═════ Records provided ═════

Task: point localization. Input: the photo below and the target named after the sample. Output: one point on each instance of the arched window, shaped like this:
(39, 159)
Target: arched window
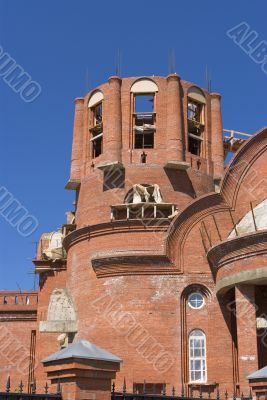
(95, 106)
(195, 117)
(197, 356)
(144, 116)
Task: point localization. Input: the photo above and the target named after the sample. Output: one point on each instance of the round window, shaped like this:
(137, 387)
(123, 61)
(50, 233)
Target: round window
(196, 300)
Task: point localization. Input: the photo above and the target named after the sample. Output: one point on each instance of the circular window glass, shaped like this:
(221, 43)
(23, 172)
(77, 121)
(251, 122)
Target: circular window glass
(196, 300)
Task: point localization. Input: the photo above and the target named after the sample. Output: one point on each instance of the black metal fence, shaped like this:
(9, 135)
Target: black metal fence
(144, 394)
(17, 392)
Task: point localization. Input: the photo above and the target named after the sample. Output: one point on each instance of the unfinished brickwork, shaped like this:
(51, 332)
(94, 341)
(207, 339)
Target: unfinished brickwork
(152, 266)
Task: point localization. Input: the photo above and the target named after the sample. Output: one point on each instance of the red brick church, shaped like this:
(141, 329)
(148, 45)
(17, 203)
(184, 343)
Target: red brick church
(160, 271)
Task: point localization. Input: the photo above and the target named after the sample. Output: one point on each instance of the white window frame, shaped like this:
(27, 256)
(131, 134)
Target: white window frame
(191, 306)
(197, 356)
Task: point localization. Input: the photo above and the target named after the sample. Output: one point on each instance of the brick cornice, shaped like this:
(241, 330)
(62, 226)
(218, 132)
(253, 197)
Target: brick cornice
(242, 162)
(244, 246)
(138, 264)
(91, 231)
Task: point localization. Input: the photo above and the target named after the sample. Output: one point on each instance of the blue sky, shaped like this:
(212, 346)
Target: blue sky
(67, 46)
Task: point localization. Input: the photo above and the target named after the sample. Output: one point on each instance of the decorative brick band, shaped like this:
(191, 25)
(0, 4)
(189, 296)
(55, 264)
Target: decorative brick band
(249, 245)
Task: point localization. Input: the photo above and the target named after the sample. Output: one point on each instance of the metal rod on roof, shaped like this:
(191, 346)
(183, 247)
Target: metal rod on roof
(217, 228)
(234, 225)
(253, 216)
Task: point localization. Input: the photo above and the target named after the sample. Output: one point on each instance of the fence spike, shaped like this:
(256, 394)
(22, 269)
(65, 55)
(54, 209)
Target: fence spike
(124, 389)
(8, 385)
(58, 387)
(209, 394)
(46, 388)
(34, 387)
(21, 387)
(164, 389)
(234, 395)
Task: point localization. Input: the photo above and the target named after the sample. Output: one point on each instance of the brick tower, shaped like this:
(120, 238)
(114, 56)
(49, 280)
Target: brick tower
(143, 149)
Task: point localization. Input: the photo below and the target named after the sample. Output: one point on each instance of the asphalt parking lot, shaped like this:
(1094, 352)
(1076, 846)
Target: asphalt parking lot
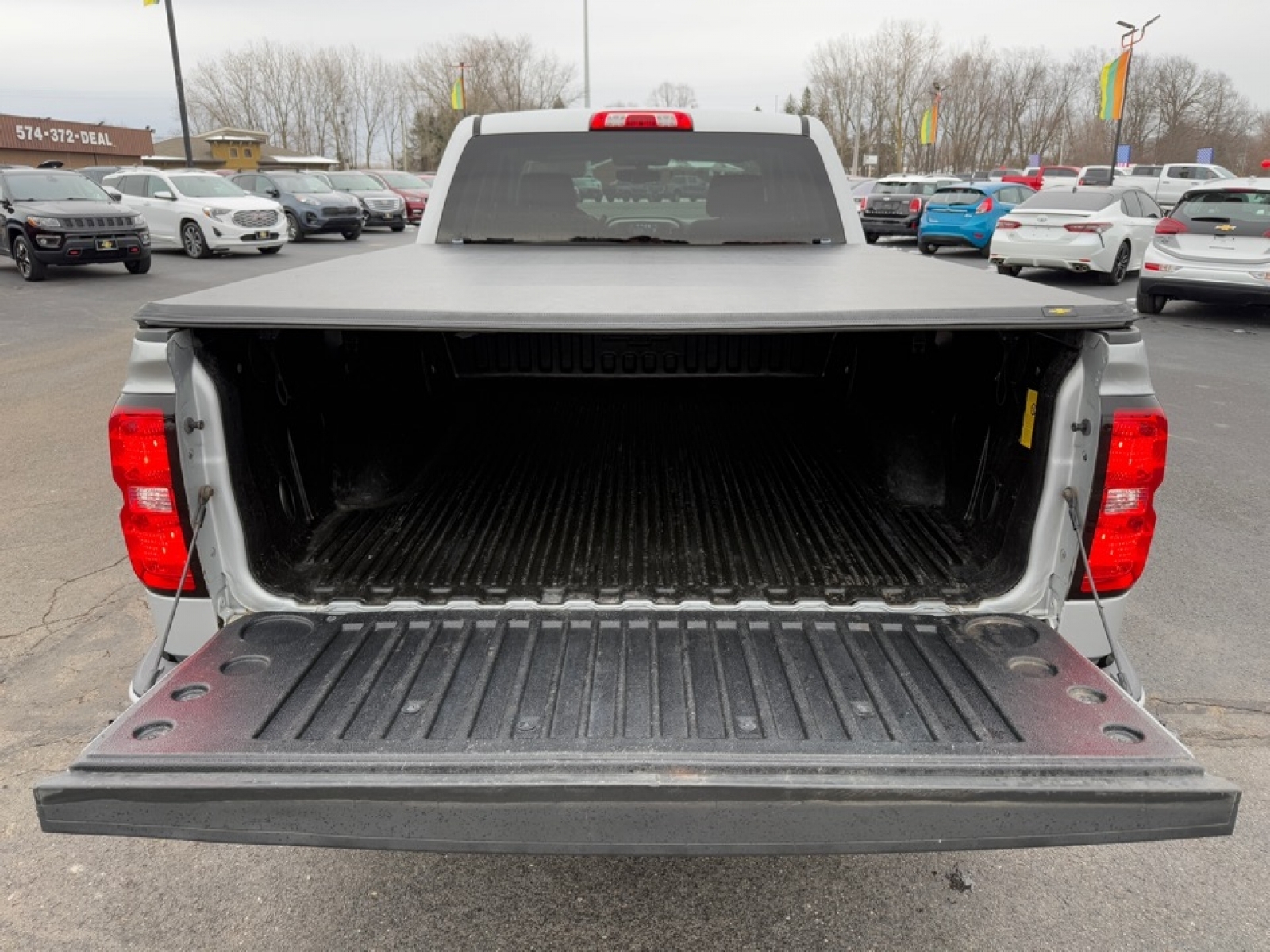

═════

◆ **Written problem**
Starting at the line that contains "brick cornice, shaped" and continuing through the end of the data, rewrite those lines with "shaped like this" changed to "formatted like this" and nothing else altered. Leave the pictures out.

◆ **Exercise answer**
Task: point localization. Input: the photo above and the target named after the sample. Output: one point on each instance of the brick cornice, formatted like this:
(241, 330)
(62, 226)
(218, 132)
(253, 197)
Target: brick cornice
(242, 162)
(244, 246)
(138, 264)
(91, 231)
Task: point localization. Input: the photo above and the target named after the sample. Output: one point on each instance of the blue sky, formatted like this:
(212, 346)
Target: blue sky
(67, 46)
Task: point localization. Input: the photo above and the target named after the sample. Output: one point on each instance of the decorative brick band, formatted like this:
(191, 25)
(0, 4)
(189, 296)
(55, 264)
Target: decorative brick band
(249, 245)
Task: point localization. Input: the photo above and the target named after the sample. Output: one point on each instance of the metal rod on roof, formatted like this:
(191, 346)
(183, 247)
Target: metal rod on roof
(217, 228)
(234, 225)
(253, 216)
Task: point localization. Input: the photo above and the target named after the sample. Output: one point on each instance of the fence spike, formatted like this:
(256, 394)
(22, 269)
(65, 55)
(54, 209)
Target: fence spike
(124, 389)
(8, 385)
(58, 387)
(209, 394)
(46, 388)
(34, 387)
(21, 387)
(164, 389)
(234, 395)
Task: point localization. Input: the photo above and the target named after the sample. Output: one point on each instance of the brick tower, formatted like this:
(120, 238)
(114, 56)
(49, 280)
Target: brick tower
(143, 149)
Task: point localization. Input: the photo below and the target named after the sample. Output: one point on each instance of the asphalt parking lot, formatted like this:
(1094, 352)
(1076, 846)
Target: asphalt parking lot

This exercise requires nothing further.